## begin

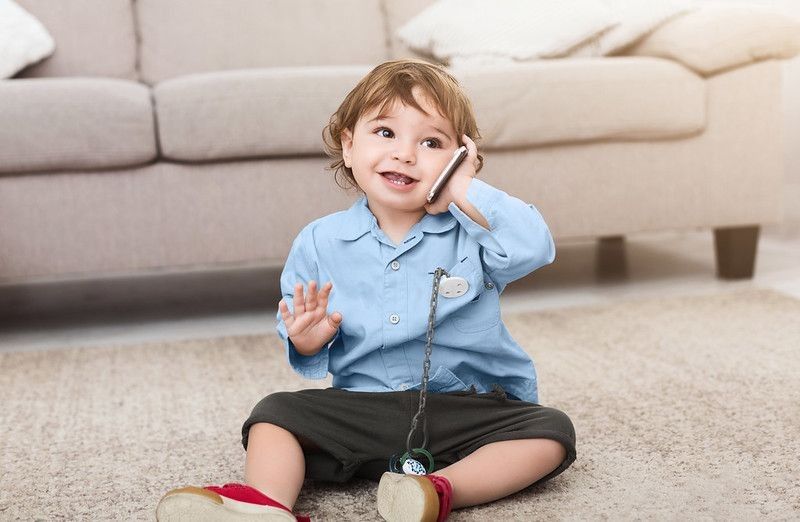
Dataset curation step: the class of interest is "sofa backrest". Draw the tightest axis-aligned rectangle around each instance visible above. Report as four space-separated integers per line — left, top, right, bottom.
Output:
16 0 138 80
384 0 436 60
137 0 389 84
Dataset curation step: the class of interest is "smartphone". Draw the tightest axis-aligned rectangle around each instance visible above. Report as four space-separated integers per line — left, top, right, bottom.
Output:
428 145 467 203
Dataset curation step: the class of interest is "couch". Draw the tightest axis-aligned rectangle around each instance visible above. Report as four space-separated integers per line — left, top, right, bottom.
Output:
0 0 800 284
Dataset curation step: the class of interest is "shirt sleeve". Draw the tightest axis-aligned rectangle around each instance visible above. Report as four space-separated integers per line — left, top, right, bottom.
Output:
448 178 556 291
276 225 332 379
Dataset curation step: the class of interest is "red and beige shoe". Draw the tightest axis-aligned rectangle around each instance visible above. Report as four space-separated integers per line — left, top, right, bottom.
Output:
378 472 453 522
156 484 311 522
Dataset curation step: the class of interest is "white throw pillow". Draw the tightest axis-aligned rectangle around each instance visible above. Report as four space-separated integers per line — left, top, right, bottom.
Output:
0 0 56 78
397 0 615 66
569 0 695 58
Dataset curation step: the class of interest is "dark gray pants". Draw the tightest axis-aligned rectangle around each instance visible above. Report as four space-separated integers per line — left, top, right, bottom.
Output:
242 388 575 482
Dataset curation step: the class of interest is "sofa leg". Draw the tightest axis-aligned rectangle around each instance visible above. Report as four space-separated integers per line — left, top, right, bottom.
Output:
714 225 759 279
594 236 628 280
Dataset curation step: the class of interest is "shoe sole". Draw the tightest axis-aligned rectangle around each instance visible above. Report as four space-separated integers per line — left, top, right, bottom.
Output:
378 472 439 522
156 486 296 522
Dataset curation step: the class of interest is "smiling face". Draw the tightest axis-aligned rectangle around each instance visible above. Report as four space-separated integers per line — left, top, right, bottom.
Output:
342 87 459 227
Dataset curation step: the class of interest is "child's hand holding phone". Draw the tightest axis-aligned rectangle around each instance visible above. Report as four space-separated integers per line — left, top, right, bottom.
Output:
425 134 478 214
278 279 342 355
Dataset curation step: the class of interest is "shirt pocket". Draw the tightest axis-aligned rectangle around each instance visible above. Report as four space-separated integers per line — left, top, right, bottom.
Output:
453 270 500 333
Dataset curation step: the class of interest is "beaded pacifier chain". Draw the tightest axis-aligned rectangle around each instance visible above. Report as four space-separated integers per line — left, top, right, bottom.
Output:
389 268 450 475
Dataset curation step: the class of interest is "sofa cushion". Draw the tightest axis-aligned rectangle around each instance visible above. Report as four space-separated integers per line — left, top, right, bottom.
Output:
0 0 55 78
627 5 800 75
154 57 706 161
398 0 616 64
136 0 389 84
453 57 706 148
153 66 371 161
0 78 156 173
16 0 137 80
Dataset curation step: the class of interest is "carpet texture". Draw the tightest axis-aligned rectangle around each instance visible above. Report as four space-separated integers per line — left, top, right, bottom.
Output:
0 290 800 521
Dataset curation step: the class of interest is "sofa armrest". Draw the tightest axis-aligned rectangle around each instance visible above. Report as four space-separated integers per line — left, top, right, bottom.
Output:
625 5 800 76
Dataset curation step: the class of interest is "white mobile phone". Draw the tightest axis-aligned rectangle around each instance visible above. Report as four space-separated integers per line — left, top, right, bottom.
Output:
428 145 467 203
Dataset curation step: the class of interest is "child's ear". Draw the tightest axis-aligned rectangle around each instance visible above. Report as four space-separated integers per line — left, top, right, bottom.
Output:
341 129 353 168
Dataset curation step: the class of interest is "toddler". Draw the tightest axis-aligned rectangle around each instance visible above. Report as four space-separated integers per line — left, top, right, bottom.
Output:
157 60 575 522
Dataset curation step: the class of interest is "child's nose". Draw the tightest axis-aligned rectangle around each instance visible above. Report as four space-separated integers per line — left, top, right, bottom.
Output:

## end

■ Stated goal
Copy out all of the records above word for word, leaving out the pictures.

■ Reply to the task
Dataset curation step: the class of interest is "sofa backrest". Draw the tightest axis-aligned rectangle around each instance visible above. Report as four space-separated integers per line — left, top, right, bottom.
Output:
16 0 138 80
384 0 436 60
137 0 389 84
Dataset curation step: the class of interest is "smartphone". Draw the tightest axis-aligned rectangle around each instance visible above. Report as four space-separated integers per line — left, top, right, bottom.
Output:
428 145 467 203
Dataset curation step: the class of interest is "couch". Draw the tightest axis-aligned rectangle around each instance visible above. Report as four space-separated integers per line — left, top, right, bottom.
Output:
0 0 800 284
Dataset curation step: the class of interest is "shirt sleeve". Draw the tightest axis-aligned rectangle around each instance visible above. Report as four space-separated integers per line — left, top, right, bottom.
Output:
448 178 556 291
276 225 332 379
Dataset curation step: the class of interest is "red and beige shoe". Draw the tightest axis-aligned rectangle around each instance visible above. Report as four space-separated integers per line — left, top, right, bottom.
Output:
378 472 453 522
156 484 311 522
Dataset curation step: the class of interest is "white throw pillow". Draw the tightest axis-aligned rectangle around each instance visible above. Report as four space-separated integers per line — left, top, right, bottom.
Output:
0 0 56 78
397 0 615 66
569 0 695 58
Dataset curation step: the class of interest is "dark gray pants". Draw the tightest axis-aligned rectangle around each instance visible above. Report as four space-separated integers per line — left, top, right, bottom.
Output:
242 388 575 482
Dataset curation step: the class of interest is "sofa leg". Draw the tightest axis-aligned rectangle around each instance visible above. Report as four space-separated integers per line — left, top, right, bottom.
Output:
714 225 759 279
594 236 628 280
Dataset curation step: the class of interest is "shoe sole". Draw the tightest axis-aligned rectangle around each instance visible above. Report as four space-separated integers per line — left, top, right, bottom.
Output:
378 472 439 522
156 486 296 522
Dataset curation step: the class of interest is "smiling face". Draw the tightest axis-aligned rectangle around each instance visible above. Report as four space-separated integers per line — left, top, right, bottom.
Output:
342 87 459 227
Dataset curation step: the class of interest is "child's hand holding phone". Draw the tightest axis-aligned rectangle around each instance visible above. Report as four space-separated integers per line — left, top, right, bottom.
Output:
425 134 478 214
278 279 342 355
Dataset curation step: the class of interest is "shirt pocket". Draw the tightest axis-aligned rectangle around each instance visible above. Report as four space-separated integers per line — left, top, right, bottom.
Output:
453 270 500 333
Dataset curation step: the class of interest is "beaded pacifier chain". Draw the tightest axis-aligned rectangle around each instance visible above. Report as four space-separated integers per line — left, top, right, bottom.
Output:
389 268 450 475
Dataset curation step: the class of interest is "sofa cushion". Draw the tightest axis-aligned rectangle around each instance visible above. Report as four space-separated integers per line — left, top, right, bottom.
Output:
0 0 55 78
627 5 800 75
154 57 706 161
398 0 616 64
136 0 389 84
453 57 706 148
153 66 371 161
0 78 156 173
16 0 137 80
Dataset curation step: the class of interest is "carpet texture". Draw the tightest axis-aligned rectangle around each instance visible above. Report as four space-separated integers per line — left, top, right, bottom.
Output:
0 290 800 521
Dataset curation step: the class of interest is "sofa armrest". Draw the tightest axis-aligned rectangle around each instance visible above. Report as four space-separated integers per line — left, top, right, bottom.
Output:
625 5 800 76
Dataset curation step: the class of interest is "white mobile phone". Draw the tightest axis-aligned rectangle around each instance visible above. Report as four space-separated integers per line — left, top, right, bottom.
Output:
428 145 467 203
Dataset curation step: the class of interest is "child's ear". Draw the tightest axis-aligned rectangle around each instance visible above. Report as four space-separated integers per line — left, top, right, bottom.
Output:
341 129 353 168
Dataset curation step: the class of interest is "toddler". Draw the tightest axis-aligned rectangle around each instance visible above. Report as four space-separated integers per line — left, top, right, bottom.
Output:
157 60 575 522
Dataset curation step: the class of interest is "child's nose". Draw the tightest axis-aligned rectangle around each instance visible above. Report as four space-separated integers per line — left, top, right, bottom.
Output:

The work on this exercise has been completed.